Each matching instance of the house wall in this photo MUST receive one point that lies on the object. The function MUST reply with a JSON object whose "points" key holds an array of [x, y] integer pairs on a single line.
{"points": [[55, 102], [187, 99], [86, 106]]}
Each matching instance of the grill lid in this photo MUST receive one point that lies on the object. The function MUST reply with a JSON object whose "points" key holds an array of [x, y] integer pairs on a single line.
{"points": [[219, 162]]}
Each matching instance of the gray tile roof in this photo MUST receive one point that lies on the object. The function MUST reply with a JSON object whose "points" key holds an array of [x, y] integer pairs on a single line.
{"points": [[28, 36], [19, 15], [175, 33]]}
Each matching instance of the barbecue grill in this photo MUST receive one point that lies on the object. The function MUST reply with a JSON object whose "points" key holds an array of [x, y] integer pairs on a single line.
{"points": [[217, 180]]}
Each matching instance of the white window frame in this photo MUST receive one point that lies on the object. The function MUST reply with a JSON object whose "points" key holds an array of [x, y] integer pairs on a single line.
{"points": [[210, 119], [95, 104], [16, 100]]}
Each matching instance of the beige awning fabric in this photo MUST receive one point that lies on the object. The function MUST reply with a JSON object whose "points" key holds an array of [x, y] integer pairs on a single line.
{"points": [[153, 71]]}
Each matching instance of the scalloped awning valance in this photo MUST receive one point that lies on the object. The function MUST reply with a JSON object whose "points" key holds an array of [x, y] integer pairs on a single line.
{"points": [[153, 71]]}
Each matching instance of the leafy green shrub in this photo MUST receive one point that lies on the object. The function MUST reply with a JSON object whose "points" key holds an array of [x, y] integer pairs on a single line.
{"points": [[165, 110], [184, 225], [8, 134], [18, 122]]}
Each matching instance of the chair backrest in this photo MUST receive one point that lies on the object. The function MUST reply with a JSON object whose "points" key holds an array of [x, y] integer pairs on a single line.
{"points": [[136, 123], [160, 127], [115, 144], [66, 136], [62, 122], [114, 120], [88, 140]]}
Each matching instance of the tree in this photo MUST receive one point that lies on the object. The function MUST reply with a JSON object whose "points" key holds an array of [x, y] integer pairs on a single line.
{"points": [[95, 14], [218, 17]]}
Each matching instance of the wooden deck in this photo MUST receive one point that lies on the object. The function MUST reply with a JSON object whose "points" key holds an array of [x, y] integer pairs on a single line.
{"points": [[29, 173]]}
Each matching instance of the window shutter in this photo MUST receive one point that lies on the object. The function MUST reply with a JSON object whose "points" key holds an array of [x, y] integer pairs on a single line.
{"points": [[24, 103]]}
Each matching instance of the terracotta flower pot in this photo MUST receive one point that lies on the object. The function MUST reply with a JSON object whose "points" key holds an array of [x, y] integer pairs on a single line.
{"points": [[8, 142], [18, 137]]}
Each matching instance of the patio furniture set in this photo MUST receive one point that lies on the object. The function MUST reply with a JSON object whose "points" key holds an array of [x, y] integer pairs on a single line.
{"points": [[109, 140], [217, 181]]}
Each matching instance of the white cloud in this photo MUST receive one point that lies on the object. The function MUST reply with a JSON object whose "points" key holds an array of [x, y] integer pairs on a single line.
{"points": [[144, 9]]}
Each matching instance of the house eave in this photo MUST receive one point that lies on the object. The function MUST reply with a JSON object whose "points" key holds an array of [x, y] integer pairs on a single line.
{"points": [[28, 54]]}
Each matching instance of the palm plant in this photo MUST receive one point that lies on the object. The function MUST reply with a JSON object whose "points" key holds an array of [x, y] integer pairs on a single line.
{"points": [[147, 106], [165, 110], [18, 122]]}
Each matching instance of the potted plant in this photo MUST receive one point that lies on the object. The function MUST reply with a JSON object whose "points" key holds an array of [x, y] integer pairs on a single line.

────────────────────────────────────────

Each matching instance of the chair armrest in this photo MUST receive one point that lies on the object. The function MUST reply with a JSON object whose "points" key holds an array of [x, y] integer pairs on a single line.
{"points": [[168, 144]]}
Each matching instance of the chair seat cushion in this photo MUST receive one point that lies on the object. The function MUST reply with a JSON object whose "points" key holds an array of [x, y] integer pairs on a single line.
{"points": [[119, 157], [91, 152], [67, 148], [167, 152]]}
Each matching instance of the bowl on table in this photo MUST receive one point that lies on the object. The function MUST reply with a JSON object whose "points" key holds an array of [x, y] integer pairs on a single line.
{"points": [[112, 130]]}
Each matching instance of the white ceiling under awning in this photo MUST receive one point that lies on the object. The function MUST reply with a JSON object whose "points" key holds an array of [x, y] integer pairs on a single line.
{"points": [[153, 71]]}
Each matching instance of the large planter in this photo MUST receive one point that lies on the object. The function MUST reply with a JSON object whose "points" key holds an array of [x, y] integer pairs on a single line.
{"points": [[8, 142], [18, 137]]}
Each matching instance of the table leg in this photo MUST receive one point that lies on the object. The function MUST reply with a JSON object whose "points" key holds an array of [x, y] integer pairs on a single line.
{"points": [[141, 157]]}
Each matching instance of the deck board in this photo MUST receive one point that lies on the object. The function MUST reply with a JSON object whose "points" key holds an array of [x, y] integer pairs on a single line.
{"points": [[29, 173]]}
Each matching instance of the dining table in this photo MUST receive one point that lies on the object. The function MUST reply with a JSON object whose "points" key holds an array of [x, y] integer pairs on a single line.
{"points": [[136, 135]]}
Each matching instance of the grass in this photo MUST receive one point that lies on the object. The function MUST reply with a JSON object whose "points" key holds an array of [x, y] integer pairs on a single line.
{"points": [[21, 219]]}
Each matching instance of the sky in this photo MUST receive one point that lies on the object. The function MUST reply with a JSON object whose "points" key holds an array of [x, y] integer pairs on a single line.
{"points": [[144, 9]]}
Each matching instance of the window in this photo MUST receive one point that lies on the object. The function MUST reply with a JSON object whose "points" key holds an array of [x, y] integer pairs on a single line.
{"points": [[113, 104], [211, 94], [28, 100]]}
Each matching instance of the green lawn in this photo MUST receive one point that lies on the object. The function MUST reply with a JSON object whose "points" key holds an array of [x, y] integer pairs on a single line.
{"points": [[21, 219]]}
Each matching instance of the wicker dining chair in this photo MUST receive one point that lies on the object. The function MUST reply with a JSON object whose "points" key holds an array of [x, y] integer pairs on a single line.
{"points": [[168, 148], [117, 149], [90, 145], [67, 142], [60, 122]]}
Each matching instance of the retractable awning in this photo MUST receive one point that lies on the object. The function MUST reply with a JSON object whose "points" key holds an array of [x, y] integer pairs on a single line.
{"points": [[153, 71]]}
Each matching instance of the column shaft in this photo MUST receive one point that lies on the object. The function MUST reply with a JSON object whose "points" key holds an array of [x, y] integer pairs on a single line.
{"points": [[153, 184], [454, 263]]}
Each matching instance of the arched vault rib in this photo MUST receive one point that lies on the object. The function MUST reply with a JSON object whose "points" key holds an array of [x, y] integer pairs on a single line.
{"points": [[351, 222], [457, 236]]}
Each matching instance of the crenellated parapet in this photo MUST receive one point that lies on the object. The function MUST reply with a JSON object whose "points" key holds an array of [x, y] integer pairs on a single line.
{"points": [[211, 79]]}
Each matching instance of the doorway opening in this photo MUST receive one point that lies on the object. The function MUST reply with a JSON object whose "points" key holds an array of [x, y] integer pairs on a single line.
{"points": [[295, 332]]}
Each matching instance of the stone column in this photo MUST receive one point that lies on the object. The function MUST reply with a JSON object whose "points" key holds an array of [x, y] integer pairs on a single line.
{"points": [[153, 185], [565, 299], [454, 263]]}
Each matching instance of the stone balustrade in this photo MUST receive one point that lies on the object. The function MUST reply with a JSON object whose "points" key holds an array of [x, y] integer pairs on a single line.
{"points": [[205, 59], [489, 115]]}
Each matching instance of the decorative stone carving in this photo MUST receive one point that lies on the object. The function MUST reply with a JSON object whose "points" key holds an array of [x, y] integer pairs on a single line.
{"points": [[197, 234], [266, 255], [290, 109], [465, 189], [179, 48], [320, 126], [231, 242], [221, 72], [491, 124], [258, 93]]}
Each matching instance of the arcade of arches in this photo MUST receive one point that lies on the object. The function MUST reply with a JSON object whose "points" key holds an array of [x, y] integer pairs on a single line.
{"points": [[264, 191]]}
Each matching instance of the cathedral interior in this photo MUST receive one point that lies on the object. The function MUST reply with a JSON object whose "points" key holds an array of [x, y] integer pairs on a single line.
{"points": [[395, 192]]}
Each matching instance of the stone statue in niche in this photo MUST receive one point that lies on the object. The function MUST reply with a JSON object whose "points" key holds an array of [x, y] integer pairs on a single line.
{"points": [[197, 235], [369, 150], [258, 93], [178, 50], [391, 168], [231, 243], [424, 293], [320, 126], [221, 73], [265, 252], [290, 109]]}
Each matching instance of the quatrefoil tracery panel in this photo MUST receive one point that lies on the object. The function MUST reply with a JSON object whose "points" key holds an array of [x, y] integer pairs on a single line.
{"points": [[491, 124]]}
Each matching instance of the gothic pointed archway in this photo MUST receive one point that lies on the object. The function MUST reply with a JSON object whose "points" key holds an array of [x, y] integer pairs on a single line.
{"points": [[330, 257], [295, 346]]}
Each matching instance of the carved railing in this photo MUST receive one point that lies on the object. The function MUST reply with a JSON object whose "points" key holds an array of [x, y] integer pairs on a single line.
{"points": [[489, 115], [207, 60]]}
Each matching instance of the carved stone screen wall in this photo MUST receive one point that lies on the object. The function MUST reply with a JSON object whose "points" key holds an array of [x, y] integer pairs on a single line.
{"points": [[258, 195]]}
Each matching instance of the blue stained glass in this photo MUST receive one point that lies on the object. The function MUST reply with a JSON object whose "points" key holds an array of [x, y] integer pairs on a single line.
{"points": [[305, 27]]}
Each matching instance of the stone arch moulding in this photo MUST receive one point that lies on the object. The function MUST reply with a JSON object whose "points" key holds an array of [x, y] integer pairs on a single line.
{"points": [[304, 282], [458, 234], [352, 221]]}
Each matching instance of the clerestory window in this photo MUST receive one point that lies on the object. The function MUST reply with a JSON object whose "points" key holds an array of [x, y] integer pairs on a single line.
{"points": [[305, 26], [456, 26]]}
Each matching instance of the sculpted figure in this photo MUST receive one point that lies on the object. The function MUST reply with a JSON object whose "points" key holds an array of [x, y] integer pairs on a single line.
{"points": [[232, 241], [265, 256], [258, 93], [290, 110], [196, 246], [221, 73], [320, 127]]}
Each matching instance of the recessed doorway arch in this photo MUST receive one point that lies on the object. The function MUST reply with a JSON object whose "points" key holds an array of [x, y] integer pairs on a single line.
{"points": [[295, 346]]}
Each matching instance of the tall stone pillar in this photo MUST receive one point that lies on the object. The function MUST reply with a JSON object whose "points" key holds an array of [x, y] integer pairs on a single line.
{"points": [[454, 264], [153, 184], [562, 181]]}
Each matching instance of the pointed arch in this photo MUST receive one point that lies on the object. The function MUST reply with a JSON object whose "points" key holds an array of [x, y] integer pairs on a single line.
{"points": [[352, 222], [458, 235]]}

────────────────────────────────────────

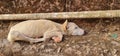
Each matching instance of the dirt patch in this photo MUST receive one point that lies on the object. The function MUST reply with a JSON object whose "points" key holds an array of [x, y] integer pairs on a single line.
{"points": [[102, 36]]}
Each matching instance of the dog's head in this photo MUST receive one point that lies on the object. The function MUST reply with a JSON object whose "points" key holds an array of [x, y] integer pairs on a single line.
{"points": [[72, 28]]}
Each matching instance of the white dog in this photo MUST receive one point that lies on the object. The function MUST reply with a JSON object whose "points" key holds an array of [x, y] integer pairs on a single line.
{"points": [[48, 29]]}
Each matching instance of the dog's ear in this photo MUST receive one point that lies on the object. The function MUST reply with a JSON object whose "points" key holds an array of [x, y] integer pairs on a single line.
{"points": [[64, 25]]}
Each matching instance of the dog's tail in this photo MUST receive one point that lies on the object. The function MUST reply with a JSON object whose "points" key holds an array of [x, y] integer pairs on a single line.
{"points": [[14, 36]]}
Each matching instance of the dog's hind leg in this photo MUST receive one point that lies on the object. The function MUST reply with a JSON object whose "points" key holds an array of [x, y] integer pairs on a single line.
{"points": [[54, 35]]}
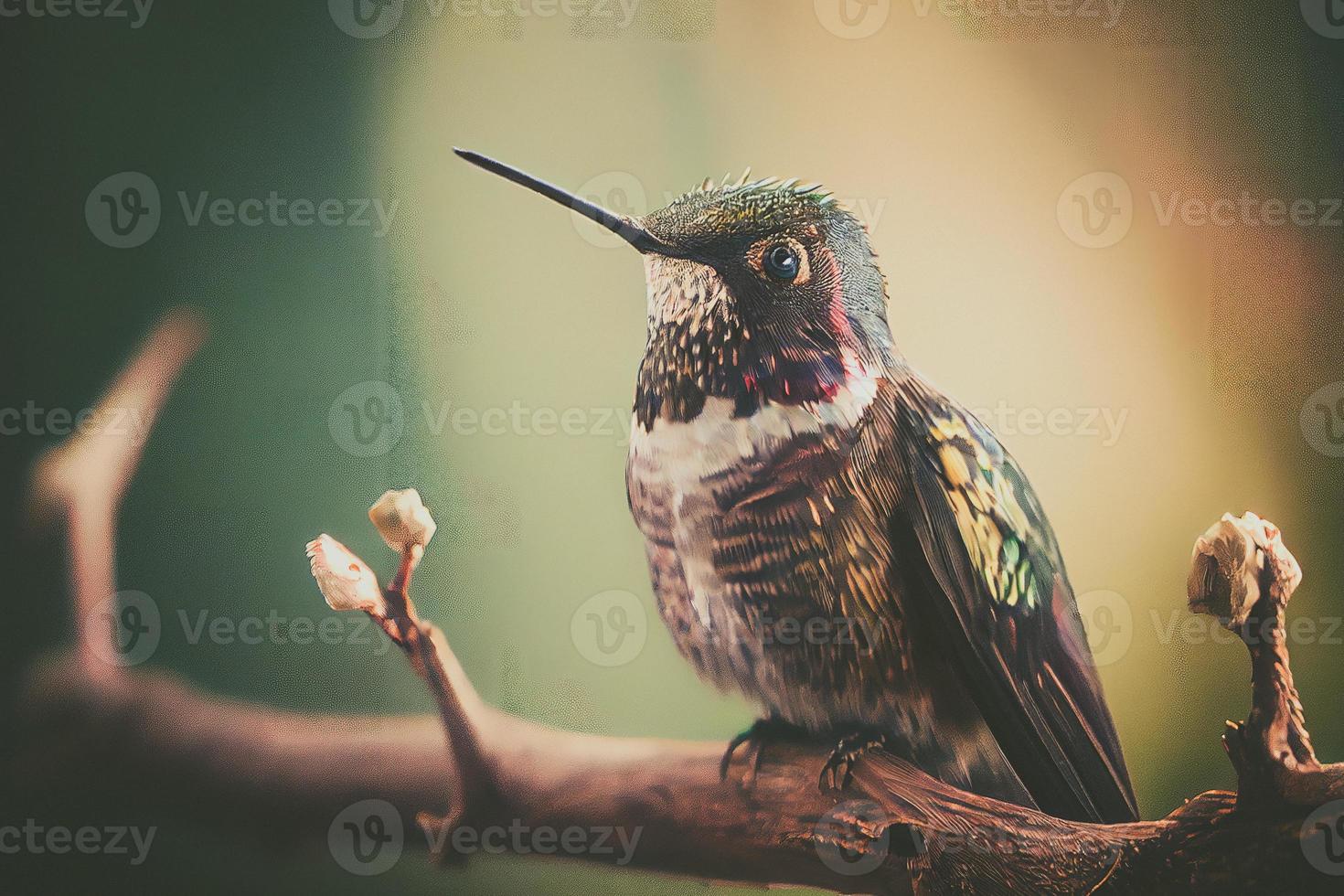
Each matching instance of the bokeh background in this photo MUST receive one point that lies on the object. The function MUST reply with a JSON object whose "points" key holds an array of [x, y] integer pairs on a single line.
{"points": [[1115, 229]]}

────────────────────────────────────────

◆ **WORK REQUEST**: Please copy, exactly as written, every line in the listing above from the line with "Each matching instance of the palm" up to and including the line with "Each matching instance of the potted".

◆ **RESULT OF THIS EXERCISE**:
Each matching instance of the palm plant in this photo MUST receive one point that lies on the object. The function MUST reply with a JSON object whose "points" key holds an array of [x, y] integer pairs on a single line.
{"points": [[147, 106], [165, 110], [18, 122]]}
Each matching instance of the potted plant in this photo MUST receive one point that lies on the object. The function MUST reply with a JSON object whose "points" key holds an array of [x, y] integer pairs on a single line.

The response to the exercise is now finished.